> **Your task**
Your response should consist of the data that follows, repeated in full without alteration.

--- Source information ---

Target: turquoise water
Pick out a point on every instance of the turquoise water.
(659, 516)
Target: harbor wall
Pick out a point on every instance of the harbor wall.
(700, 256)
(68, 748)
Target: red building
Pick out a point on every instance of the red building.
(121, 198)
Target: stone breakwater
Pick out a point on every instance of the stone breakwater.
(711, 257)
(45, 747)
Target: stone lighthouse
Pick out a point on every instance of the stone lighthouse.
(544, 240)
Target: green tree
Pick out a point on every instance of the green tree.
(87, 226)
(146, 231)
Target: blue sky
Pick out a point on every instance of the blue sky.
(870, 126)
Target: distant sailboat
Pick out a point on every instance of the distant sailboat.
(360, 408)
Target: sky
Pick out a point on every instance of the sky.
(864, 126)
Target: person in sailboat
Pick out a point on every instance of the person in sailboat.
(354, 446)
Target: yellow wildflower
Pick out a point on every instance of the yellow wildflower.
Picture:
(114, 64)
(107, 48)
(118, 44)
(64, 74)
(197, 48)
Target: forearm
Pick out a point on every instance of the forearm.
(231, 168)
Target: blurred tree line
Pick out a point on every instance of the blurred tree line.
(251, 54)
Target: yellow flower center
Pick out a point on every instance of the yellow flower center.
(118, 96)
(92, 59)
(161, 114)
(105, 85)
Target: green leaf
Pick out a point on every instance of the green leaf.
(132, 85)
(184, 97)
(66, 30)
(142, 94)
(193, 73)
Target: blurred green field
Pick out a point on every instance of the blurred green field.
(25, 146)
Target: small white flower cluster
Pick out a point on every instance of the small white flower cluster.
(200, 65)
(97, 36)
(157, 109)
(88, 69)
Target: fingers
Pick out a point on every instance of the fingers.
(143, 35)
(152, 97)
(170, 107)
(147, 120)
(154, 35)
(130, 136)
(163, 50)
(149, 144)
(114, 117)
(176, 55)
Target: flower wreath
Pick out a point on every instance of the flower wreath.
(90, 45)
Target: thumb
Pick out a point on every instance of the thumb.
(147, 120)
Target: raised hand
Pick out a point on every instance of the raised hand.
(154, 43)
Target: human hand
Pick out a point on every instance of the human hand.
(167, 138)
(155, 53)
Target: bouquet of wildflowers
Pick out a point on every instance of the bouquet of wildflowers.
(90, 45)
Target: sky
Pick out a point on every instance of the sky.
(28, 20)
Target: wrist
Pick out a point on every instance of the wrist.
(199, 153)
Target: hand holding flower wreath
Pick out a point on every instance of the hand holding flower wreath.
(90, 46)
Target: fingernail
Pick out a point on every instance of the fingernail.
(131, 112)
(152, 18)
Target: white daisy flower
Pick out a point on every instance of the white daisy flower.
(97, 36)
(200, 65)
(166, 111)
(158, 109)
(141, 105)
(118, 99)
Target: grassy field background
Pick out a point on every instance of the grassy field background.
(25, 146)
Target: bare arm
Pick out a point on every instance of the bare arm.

---

> **Output for this task**
Target: turquoise water
Pick out a point on every instance of the turquoise water.
(659, 516)
Target: harbor wall
Pick out a point on every instance of the harbor wall.
(700, 256)
(68, 748)
Target: red building
Pick out a point on every instance of the red building.
(121, 198)
Target: stone breakwater
Pick out a point on every instance of the stone breakwater.
(711, 257)
(45, 747)
Target: stone lighthouse
Pick out a point on every instance of the stone lighthouse.
(544, 240)
Target: green tree
Pick out a point on every instance of the green tree.
(87, 226)
(146, 231)
Target: blue sky
Pick out a point on every instance of the blue sky.
(870, 126)
Target: distant sailboat
Pick out a point on every instance of the distant sailboat.
(360, 408)
Target: sky
Pick out a point on every instance of the sky.
(864, 126)
Target: person in sailboat
Pick out a point on every instance of the person in sailboat.
(354, 446)
Target: yellow wildflower
Pick out a point on every instance of the yellow wildflower.
Picture:
(114, 64)
(107, 48)
(118, 44)
(64, 74)
(197, 48)
Target: forearm
Pick out a point on every instance of the forearm.
(231, 168)
Target: blurred tree line
Pick out a point on every instance of the blurred tree line.
(251, 54)
Target: yellow flower center
Pick out a point on every instance of the yellow flower center.
(118, 96)
(92, 59)
(161, 114)
(105, 85)
Target: green leaf
Pick out a point on every instance of the green leaf.
(132, 85)
(184, 97)
(66, 30)
(142, 94)
(193, 73)
Target: blurred green field
Pick out a point on every instance of the blurred green field.
(25, 146)
Target: small white flower cluster
Pick out a point on every instance of the small white flower cluster.
(200, 65)
(97, 36)
(157, 109)
(88, 69)
Target: fingers
Pick out a point on every instance of the fingers.
(143, 35)
(152, 97)
(170, 107)
(147, 120)
(154, 35)
(130, 136)
(163, 50)
(149, 144)
(114, 117)
(176, 55)
Target: flower wreath
Pick out a point on every instance of the flower wreath.
(90, 45)
Target: thumb
Pick out a point on every instance of the thumb.
(147, 120)
Target: raised hand
Pick out a point on every instance of the raised hand.
(154, 43)
Target: human hand
Pick out a point on every instance of the human hand.
(167, 138)
(155, 53)
Target: bouquet of wildflowers
Pick out a point on every instance of the bouquet of wildflowers.
(90, 45)
Target: sky
Pick out a point on every instance of the sky.
(28, 20)
Target: wrist
Pick out a point on every instance of the wrist.
(199, 153)
Target: hand holding flower wreath
Pick out a point on every instance of the hand holding flower wreath.
(90, 46)
Target: fingernail
Pick out a point on every instance of the fingernail.
(131, 112)
(152, 18)
Target: white daisy flower
Pick out a point on every instance of the white daisy flower.
(97, 36)
(200, 65)
(166, 111)
(158, 109)
(141, 105)
(118, 99)
Target: grassy field background
Pick out a point on every instance of the grassy field background.
(25, 146)
Target: bare arm
Pick out a point on every instance of the bare arm.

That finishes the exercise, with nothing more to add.